• _Extract to read_
* * * * * * * * *

Random Forest model with environmental longitudinal data

nkhadland · October 30, 2024, 9:48pm

Hi all,

I have 16S data from environmental samples (rocks) collected at irregular intervals as a fixed-site time series. We have multiple sites, some of which became inaccessible over the course of the study or we started sampling at a later time.

I am interested in training a random forest model to predict the age of a sample using the qiime sample-classifier regress-samples plugin.

I was wondering if anyone could provide insight on the feasibility of using a random forest model on longitudinal data like this? Based on the reading I have done (e.g., see this paper), I believe fixed-site longitudinal data violates the assumptions of a random forest model since it is correlated data.

I have of course used linear mixed effects models on my data (as well as other suggested longitudinal analyses in this tutorial), but I thought it would be very interesting to be able to predict the age based on all of the features.

Perhaps a way to do this would be to perform site-level bootstrapping? Although I do not think qiime can do this at the moment.

Any suggestions on how to proceed would be greatly appreciated.

Nathan

jphagen · November 1, 2024, 5:28pm

Hi @nkhadland,
There is a new plug-in for qiime2 for bootstrapping! q2-boots
I hope this is helpful to you!
--Hannah

nkhadland · November 2, 2024, 1:59am

Hi Hannah,

Thanks for pointing to this. If I understand correctly, random forest models like in qiime sample-classifier regress-samples have bootstrapping built in by definition. I was more curious if metadata defined (e.g., site-level) bootstrapping was possible in qiime, and if that would solve the correlated data problem associated with fixed-site longitudinal data (or if that is a problem I should be concerned with at all). It doesn't appear that the new plugin you suggested works with sample-classifier.

* * * * * * * * *

• _Extracted material_
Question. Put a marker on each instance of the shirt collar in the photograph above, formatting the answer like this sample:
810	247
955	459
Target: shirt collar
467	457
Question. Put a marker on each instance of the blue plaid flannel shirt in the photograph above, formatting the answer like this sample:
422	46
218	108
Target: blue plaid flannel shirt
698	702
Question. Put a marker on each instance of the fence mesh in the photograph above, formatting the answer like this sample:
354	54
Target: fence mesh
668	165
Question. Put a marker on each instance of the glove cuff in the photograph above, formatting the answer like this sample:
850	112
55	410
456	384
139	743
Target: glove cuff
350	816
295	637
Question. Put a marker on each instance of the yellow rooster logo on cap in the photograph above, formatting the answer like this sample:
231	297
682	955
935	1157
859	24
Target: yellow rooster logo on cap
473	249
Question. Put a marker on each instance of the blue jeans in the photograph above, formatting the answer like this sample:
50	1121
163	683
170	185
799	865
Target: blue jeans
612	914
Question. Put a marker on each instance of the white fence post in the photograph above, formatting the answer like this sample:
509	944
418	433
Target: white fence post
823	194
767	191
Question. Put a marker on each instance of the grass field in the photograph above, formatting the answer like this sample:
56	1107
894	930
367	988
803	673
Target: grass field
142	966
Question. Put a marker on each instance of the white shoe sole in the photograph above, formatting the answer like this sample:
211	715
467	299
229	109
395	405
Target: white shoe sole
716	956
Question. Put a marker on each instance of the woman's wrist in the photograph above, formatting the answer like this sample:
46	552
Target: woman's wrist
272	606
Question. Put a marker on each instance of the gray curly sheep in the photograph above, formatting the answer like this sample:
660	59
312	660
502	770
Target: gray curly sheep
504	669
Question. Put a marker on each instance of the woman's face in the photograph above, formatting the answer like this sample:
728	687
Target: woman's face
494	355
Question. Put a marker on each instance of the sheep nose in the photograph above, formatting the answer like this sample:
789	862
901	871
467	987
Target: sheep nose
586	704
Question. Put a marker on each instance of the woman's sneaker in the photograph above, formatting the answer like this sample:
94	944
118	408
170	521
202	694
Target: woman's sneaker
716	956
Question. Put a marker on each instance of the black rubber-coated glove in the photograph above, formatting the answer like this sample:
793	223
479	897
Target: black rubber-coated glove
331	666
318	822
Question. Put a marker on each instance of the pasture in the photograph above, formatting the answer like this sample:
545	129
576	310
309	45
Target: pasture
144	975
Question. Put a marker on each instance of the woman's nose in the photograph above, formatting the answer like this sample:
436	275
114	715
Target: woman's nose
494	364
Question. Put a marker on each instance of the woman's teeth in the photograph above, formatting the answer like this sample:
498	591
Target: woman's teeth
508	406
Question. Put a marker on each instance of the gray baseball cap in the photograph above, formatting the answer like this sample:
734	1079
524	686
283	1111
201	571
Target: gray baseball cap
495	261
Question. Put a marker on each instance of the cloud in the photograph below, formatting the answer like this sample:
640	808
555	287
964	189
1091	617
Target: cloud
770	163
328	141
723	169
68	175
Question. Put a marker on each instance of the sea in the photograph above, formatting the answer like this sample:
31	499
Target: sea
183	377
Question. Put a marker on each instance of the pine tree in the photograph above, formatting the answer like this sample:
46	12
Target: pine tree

* * * * * * * * *

• _Work item_
Copy out, word for word, the entire forum thread above about using a random forest model with environmental longitudinal data.

• _Completed exercise_
Random Forest model with environmental longitudinal data

nkhadland · October 30, 2024, 9:48pm

Hi all,

I have 16S data from environmental samples (rocks) collected at irregular intervals as a fixed-site time series. We have multiple sites, some of which became inaccessible over the course of the study or we started sampling at a later time.

I am interested in training a random forest model to predict the age of a sample using the qiime sample-classifier regress-samples plugin.

I was wondering if anyone could provide insight on the feasibility of using a random forest model on longitudinal data like this? Based on the reading I have done (e.g., see this paper), I believe fixed-site longitudinal data violates the assumptions of a random forest model since it is correlated data.

I have of course used linear mixed effects models on my data (as well as other suggested longitudinal analyses in this tutorial), but I thought it would be very interesting to be able to predict the age based on all of the features.

Perhaps a way to do this would be to perform site-level bootstrapping? Although I do not think qiime can do this at the moment.

Any suggestions on how to proceed would be greatly appreciated.

Nathan

jphagen · November 1, 2024, 5:28pm

Hi @nkhadland,
There is a new plug-in for qiime2 for bootstrapping! q2-boots
I hope this is helpful to you!
--Hannah

nkhadland · November 2, 2024, 1:59am

Hi Hannah,

Thanks for pointing to this. If I understand correctly, random forest models like in qiime sample-classifier regress-samples have bootstrapping built in by definition. I was more curious if metadata defined (e.g., site-level) bootstrapping was possible in qiime, and if that would solve the correlated data problem associated with fixed-site longitudinal data (or if that is a problem I should be concerned with at all). It doesn't appear that the new plugin you suggested works with sample-classifier.